**Source data**
════════════════
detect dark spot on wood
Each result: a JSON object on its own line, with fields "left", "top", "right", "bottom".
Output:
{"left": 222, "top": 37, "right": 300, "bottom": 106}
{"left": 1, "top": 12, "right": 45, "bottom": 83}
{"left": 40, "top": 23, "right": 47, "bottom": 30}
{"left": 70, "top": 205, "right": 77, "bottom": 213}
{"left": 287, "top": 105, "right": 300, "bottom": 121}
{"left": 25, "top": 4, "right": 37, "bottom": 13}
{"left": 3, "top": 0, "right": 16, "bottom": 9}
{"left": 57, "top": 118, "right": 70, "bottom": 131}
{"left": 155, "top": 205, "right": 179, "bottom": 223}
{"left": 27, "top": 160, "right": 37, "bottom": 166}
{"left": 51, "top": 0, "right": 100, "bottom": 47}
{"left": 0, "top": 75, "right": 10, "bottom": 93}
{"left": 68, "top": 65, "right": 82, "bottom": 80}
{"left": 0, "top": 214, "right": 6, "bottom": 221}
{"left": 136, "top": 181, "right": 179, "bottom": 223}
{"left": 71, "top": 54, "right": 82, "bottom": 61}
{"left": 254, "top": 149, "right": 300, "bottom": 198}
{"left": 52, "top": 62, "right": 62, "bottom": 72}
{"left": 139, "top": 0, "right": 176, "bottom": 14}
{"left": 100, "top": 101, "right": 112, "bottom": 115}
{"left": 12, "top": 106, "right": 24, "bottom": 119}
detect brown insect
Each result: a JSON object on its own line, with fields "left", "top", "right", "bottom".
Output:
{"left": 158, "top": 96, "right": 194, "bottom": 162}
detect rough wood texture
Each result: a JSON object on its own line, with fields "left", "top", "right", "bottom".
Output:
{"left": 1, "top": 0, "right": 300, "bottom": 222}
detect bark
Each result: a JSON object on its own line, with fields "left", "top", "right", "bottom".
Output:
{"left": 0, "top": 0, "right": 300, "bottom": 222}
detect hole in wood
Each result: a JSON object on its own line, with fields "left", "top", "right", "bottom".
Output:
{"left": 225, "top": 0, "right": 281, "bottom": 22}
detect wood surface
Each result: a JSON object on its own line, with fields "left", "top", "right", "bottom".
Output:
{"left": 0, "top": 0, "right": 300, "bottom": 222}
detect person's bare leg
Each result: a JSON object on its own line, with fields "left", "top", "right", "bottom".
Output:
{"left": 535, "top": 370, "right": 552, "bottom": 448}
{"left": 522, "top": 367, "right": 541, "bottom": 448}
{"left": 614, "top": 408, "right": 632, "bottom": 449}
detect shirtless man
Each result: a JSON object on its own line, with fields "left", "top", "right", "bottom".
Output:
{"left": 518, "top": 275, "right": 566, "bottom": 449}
════════════════
Print each entry above word for word, leaving none out.

detect dark spot on wood
Each result: a JSON object on its own line, with fields "left", "top", "right", "bottom".
Output:
{"left": 222, "top": 37, "right": 300, "bottom": 106}
{"left": 1, "top": 12, "right": 45, "bottom": 83}
{"left": 40, "top": 23, "right": 47, "bottom": 30}
{"left": 70, "top": 205, "right": 77, "bottom": 213}
{"left": 287, "top": 105, "right": 300, "bottom": 121}
{"left": 25, "top": 4, "right": 37, "bottom": 13}
{"left": 3, "top": 0, "right": 16, "bottom": 9}
{"left": 57, "top": 118, "right": 70, "bottom": 131}
{"left": 155, "top": 205, "right": 179, "bottom": 223}
{"left": 27, "top": 160, "right": 37, "bottom": 166}
{"left": 51, "top": 0, "right": 100, "bottom": 47}
{"left": 0, "top": 75, "right": 10, "bottom": 93}
{"left": 68, "top": 65, "right": 82, "bottom": 80}
{"left": 0, "top": 214, "right": 6, "bottom": 221}
{"left": 136, "top": 181, "right": 179, "bottom": 223}
{"left": 71, "top": 54, "right": 82, "bottom": 61}
{"left": 254, "top": 149, "right": 300, "bottom": 198}
{"left": 52, "top": 62, "right": 62, "bottom": 72}
{"left": 139, "top": 0, "right": 176, "bottom": 14}
{"left": 100, "top": 101, "right": 112, "bottom": 115}
{"left": 12, "top": 106, "right": 24, "bottom": 119}
detect brown insect
Each result: a JSON object on its own line, with fields "left", "top", "right", "bottom".
Output:
{"left": 158, "top": 96, "right": 194, "bottom": 162}
detect rough wood texture
Each result: a JSON object on its own line, with fields "left", "top", "right", "bottom".
Output:
{"left": 1, "top": 0, "right": 300, "bottom": 222}
detect bark
Each result: a JSON object on its own line, with fields "left", "top", "right", "bottom".
Output:
{"left": 0, "top": 0, "right": 300, "bottom": 222}
detect hole in wood
Each result: a JSON object on its own line, with fields "left", "top", "right", "bottom".
Output:
{"left": 225, "top": 0, "right": 281, "bottom": 22}
detect wood surface
Each result: a JSON object on its own line, with fields "left", "top", "right", "bottom".
Output:
{"left": 0, "top": 0, "right": 300, "bottom": 222}
detect person's bare leg
Each result: a JSON object on its own line, with fields "left", "top", "right", "bottom".
Output:
{"left": 535, "top": 370, "right": 552, "bottom": 448}
{"left": 522, "top": 367, "right": 541, "bottom": 448}
{"left": 614, "top": 408, "right": 632, "bottom": 449}
detect shirtless man
Each result: a JSON object on its own line, with fields "left", "top", "right", "bottom".
Output:
{"left": 518, "top": 275, "right": 566, "bottom": 449}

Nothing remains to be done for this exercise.